__Task to carry out__: Rewrite the lines of the items below as a single numbered list, skipping any blank lines. Leave the pictures out.

[Location annotation dataset excerpts]
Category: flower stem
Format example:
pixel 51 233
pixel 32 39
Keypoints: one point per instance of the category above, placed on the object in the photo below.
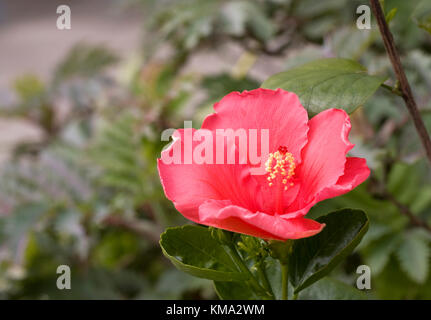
pixel 254 284
pixel 263 276
pixel 284 281
pixel 405 89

__In response__:
1. Category: flower stem
2. Format example:
3. pixel 51 233
4. pixel 32 39
5. Keypoints: one point per instance of the category above, placed on the object in the photo below.
6. pixel 254 284
7. pixel 263 276
8. pixel 284 281
9. pixel 405 89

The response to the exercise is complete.